(Instruction):
Copy the data below with every occurrence of "pin" swapped for "marker", changing nothing else.

(Source data):
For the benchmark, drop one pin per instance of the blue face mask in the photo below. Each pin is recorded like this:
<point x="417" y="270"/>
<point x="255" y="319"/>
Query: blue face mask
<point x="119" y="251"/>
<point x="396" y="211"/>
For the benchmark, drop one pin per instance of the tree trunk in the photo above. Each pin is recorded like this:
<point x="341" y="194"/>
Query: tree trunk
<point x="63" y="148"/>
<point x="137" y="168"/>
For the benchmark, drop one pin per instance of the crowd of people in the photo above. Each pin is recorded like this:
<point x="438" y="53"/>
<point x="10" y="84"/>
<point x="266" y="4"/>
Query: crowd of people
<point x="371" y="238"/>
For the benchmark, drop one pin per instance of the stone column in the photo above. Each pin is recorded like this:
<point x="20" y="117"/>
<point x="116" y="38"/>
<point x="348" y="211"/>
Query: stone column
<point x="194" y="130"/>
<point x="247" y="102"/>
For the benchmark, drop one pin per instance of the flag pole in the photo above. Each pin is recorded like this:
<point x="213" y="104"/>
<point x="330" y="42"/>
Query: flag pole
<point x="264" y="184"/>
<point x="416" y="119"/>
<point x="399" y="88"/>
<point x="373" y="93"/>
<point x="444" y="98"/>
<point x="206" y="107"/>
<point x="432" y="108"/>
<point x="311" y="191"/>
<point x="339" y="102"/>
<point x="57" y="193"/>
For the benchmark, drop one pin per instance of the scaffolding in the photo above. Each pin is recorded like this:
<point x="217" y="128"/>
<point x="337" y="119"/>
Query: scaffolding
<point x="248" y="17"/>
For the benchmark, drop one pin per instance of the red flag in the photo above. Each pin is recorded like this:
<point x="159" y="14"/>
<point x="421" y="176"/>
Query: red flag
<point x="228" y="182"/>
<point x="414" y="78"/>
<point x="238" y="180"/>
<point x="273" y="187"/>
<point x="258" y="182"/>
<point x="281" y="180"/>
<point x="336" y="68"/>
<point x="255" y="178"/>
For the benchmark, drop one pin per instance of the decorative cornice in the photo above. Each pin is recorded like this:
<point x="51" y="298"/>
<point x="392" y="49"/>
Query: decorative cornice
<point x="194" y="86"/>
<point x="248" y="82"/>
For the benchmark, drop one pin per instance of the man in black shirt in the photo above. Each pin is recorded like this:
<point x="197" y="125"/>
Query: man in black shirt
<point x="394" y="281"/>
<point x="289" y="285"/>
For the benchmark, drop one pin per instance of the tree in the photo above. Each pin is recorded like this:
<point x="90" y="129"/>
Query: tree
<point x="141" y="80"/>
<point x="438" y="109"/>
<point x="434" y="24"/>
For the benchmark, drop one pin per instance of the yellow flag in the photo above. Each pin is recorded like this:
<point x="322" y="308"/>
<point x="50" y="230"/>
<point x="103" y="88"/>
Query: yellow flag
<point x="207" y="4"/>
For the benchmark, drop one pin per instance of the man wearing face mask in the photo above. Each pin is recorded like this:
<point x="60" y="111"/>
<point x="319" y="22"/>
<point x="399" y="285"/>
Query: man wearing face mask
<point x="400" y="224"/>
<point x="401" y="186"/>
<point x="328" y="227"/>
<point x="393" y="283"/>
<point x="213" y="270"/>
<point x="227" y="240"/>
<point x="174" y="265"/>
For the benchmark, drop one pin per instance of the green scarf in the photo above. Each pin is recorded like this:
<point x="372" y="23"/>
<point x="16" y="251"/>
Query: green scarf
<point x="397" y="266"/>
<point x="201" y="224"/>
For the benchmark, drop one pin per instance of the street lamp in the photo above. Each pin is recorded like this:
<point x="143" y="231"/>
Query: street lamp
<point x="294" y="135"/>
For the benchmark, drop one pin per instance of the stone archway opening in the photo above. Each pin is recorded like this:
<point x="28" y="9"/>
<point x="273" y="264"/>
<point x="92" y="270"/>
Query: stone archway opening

(Reply to the task):
For the benchmark, drop one marker per instance of the blue face mask in the photo below. Each marker is recorded like this:
<point x="417" y="270"/>
<point x="255" y="319"/>
Query: blue face mask
<point x="119" y="251"/>
<point x="396" y="211"/>
For the benchmark, drop one marker per instance of the tree trunk in the photo above. Each marker is recorded like this:
<point x="341" y="194"/>
Query: tree trunk
<point x="63" y="148"/>
<point x="137" y="168"/>
For the benchmark, drop one marker per instance of the crowd of people in the photo above. Each marker is recorded like this:
<point x="438" y="53"/>
<point x="10" y="84"/>
<point x="266" y="4"/>
Query: crowd of people
<point x="371" y="238"/>
For the benchmark, drop one marker per instance of the stone column in the photo above. Each marker is recorded like this:
<point x="20" y="117"/>
<point x="116" y="38"/>
<point x="348" y="211"/>
Query: stone column
<point x="194" y="130"/>
<point x="247" y="102"/>
For the benchmark, drop one marker per instance of the flag pole in the photo above. Each marker is recorded like this:
<point x="213" y="104"/>
<point x="330" y="42"/>
Query: flag pole
<point x="264" y="184"/>
<point x="416" y="119"/>
<point x="399" y="88"/>
<point x="373" y="93"/>
<point x="444" y="98"/>
<point x="206" y="107"/>
<point x="432" y="108"/>
<point x="311" y="191"/>
<point x="339" y="102"/>
<point x="57" y="193"/>
For the benchmark, drop one marker per instance of the scaffolding in the photo above. Each marker is recorded like this:
<point x="217" y="128"/>
<point x="337" y="119"/>
Query: scaffolding
<point x="248" y="17"/>
For the benchmark, drop one marker per instance of the red flag in the photo above. Each marker is recorded like this:
<point x="159" y="14"/>
<point x="421" y="176"/>
Query: red flag
<point x="228" y="182"/>
<point x="414" y="78"/>
<point x="238" y="180"/>
<point x="273" y="187"/>
<point x="258" y="182"/>
<point x="281" y="180"/>
<point x="336" y="68"/>
<point x="255" y="178"/>
For the benchmark, drop one marker per instance of the decorative cornice in the photo above. Each marker is recorded like this:
<point x="51" y="298"/>
<point x="392" y="49"/>
Query: decorative cornice
<point x="194" y="86"/>
<point x="248" y="82"/>
For the benchmark, drop one marker per instance of the man in black shirt in the photo above. Each marker is recorded like this:
<point x="197" y="125"/>
Query: man in black shirt
<point x="394" y="281"/>
<point x="289" y="285"/>
For the benchmark, drop one marker per instance of the tree in the photo above. Each marker is recorded like this:
<point x="90" y="129"/>
Query: tree
<point x="141" y="80"/>
<point x="438" y="109"/>
<point x="434" y="24"/>
For the benchmark, drop one marker per instance of the yellow flag in the photo above. Each marker is recorded like this:
<point x="322" y="308"/>
<point x="50" y="230"/>
<point x="103" y="88"/>
Query: yellow flag
<point x="207" y="4"/>
For the benchmark, drop one marker per instance of the man wearing face mask in the photo above. Each marker is recorded like this:
<point x="60" y="111"/>
<point x="319" y="22"/>
<point x="399" y="285"/>
Query: man wearing face mask
<point x="400" y="224"/>
<point x="401" y="186"/>
<point x="328" y="227"/>
<point x="393" y="283"/>
<point x="213" y="270"/>
<point x="227" y="240"/>
<point x="174" y="265"/>
For the benchmark, drop one marker per instance of the green scarf in the photo above. Each marker is recorded like this:
<point x="372" y="23"/>
<point x="16" y="251"/>
Query: green scarf
<point x="397" y="266"/>
<point x="201" y="224"/>
For the benchmark, drop one marker per instance of the street lamp in the photo above. Each marker is recorded like this:
<point x="143" y="231"/>
Query: street lamp
<point x="294" y="135"/>
For the benchmark, drop one marker per instance of the stone archway opening in the photo above. Each marker is recorded like this:
<point x="28" y="9"/>
<point x="273" y="264"/>
<point x="92" y="270"/>
Query: stone archway opening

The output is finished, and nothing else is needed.